__Source data__.
━━━━━━

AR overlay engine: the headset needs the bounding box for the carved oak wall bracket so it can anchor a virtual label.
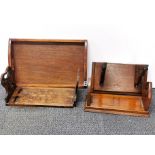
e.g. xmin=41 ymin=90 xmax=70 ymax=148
xmin=1 ymin=66 xmax=16 ymax=103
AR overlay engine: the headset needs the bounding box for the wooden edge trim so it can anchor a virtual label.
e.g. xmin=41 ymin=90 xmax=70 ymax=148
xmin=90 ymin=62 xmax=96 ymax=92
xmin=84 ymin=106 xmax=149 ymax=117
xmin=8 ymin=39 xmax=12 ymax=67
xmin=84 ymin=40 xmax=88 ymax=85
xmin=148 ymin=82 xmax=152 ymax=100
xmin=6 ymin=103 xmax=74 ymax=108
xmin=9 ymin=38 xmax=87 ymax=43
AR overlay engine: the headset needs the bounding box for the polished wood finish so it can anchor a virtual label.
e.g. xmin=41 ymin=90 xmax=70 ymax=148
xmin=2 ymin=39 xmax=87 ymax=107
xmin=85 ymin=62 xmax=152 ymax=117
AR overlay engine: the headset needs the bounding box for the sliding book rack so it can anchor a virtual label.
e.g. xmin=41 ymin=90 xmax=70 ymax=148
xmin=1 ymin=39 xmax=87 ymax=107
xmin=85 ymin=62 xmax=152 ymax=117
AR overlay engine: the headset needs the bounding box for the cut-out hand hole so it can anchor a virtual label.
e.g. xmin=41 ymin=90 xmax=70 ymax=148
xmin=4 ymin=74 xmax=8 ymax=79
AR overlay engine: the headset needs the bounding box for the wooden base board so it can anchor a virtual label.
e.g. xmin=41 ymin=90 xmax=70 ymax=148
xmin=85 ymin=93 xmax=149 ymax=117
xmin=7 ymin=87 xmax=76 ymax=107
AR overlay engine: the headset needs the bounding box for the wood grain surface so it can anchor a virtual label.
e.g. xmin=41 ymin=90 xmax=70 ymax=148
xmin=4 ymin=39 xmax=87 ymax=107
xmin=10 ymin=39 xmax=87 ymax=87
xmin=85 ymin=62 xmax=152 ymax=117
xmin=93 ymin=63 xmax=147 ymax=93
xmin=8 ymin=87 xmax=76 ymax=107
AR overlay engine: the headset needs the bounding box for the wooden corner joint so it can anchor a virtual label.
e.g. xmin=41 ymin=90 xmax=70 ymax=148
xmin=147 ymin=82 xmax=152 ymax=100
xmin=142 ymin=82 xmax=152 ymax=98
xmin=1 ymin=66 xmax=16 ymax=103
xmin=142 ymin=82 xmax=152 ymax=111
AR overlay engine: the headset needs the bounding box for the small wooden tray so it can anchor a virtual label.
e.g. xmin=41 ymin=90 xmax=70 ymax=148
xmin=85 ymin=62 xmax=152 ymax=117
xmin=1 ymin=39 xmax=87 ymax=107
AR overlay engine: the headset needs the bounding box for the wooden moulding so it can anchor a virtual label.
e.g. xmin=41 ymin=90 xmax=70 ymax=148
xmin=1 ymin=39 xmax=87 ymax=107
xmin=85 ymin=62 xmax=152 ymax=117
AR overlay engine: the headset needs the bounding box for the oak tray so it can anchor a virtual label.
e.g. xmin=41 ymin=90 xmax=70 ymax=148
xmin=1 ymin=39 xmax=87 ymax=107
xmin=85 ymin=62 xmax=152 ymax=117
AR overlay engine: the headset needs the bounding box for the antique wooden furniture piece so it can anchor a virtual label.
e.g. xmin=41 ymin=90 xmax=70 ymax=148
xmin=1 ymin=39 xmax=87 ymax=107
xmin=85 ymin=62 xmax=152 ymax=117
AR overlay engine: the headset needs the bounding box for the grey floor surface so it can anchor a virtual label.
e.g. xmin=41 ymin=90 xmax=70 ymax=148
xmin=0 ymin=85 xmax=155 ymax=135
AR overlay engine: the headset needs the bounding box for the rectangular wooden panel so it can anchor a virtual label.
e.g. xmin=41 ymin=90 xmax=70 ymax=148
xmin=93 ymin=63 xmax=148 ymax=94
xmin=8 ymin=87 xmax=76 ymax=107
xmin=85 ymin=93 xmax=149 ymax=117
xmin=10 ymin=39 xmax=87 ymax=88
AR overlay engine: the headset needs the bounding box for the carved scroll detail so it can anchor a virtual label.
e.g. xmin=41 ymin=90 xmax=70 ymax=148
xmin=1 ymin=67 xmax=16 ymax=103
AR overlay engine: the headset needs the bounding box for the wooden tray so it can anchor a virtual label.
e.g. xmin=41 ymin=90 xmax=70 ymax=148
xmin=85 ymin=62 xmax=152 ymax=117
xmin=1 ymin=39 xmax=87 ymax=107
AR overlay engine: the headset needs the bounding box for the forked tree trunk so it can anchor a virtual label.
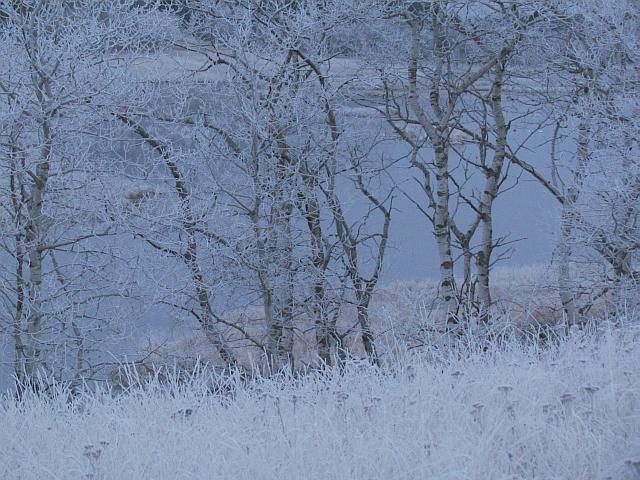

━━━━━━

__Work to be completed__.
Reproduce exactly, and only, the part of the listing above that begins at the line with "trim so it can anchor a virtual label." and goes on through the line with "for the small".

__Response area__.
AR overlay engine: the headset needs the bounding box for the wooden edge trim so it can anchor a virtual label.
e.g. xmin=41 ymin=90 xmax=70 ymax=148
xmin=90 ymin=62 xmax=96 ymax=92
xmin=84 ymin=106 xmax=149 ymax=117
xmin=8 ymin=39 xmax=12 ymax=67
xmin=84 ymin=40 xmax=88 ymax=85
xmin=148 ymin=82 xmax=152 ymax=100
xmin=6 ymin=103 xmax=74 ymax=108
xmin=9 ymin=38 xmax=87 ymax=43
AR overlay engine: the headset needs the bounding box for the polished wood finish so it can anchor a virtual label.
e.g. xmin=41 ymin=90 xmax=70 ymax=148
xmin=2 ymin=39 xmax=87 ymax=107
xmin=85 ymin=62 xmax=152 ymax=117
AR overlay engine: the headset needs the bounding box for the sliding book rack so it can anchor a virtual label.
e.g. xmin=41 ymin=90 xmax=70 ymax=148
xmin=1 ymin=39 xmax=87 ymax=107
xmin=85 ymin=62 xmax=152 ymax=117
AR overlay engine: the headset needs the bounding box for the cut-out hand hole so it can anchor a virtual label.
e.g. xmin=41 ymin=90 xmax=70 ymax=148
xmin=4 ymin=74 xmax=8 ymax=79
AR overlay engine: the headset needs the bounding box for the wooden base board so it can anchor a virtual label.
e.g. xmin=41 ymin=90 xmax=70 ymax=148
xmin=85 ymin=93 xmax=149 ymax=117
xmin=7 ymin=87 xmax=76 ymax=107
AR overlay engine: the headset needs the bounding box for the wood grain surface so it can anchor a virtual label.
e.g. xmin=41 ymin=90 xmax=70 ymax=148
xmin=4 ymin=39 xmax=87 ymax=107
xmin=10 ymin=39 xmax=87 ymax=87
xmin=85 ymin=62 xmax=152 ymax=117
xmin=93 ymin=63 xmax=147 ymax=93
xmin=8 ymin=87 xmax=76 ymax=107
AR overlay engine: the headset needs the bounding box for the wooden corner joint so it can anchor a virtual label.
e.g. xmin=41 ymin=90 xmax=70 ymax=148
xmin=147 ymin=82 xmax=152 ymax=100
xmin=142 ymin=82 xmax=152 ymax=98
xmin=1 ymin=66 xmax=16 ymax=103
xmin=142 ymin=82 xmax=152 ymax=111
AR overlay engine: the headset needs the bounding box for the small wooden tray so it can anchor a virtual label.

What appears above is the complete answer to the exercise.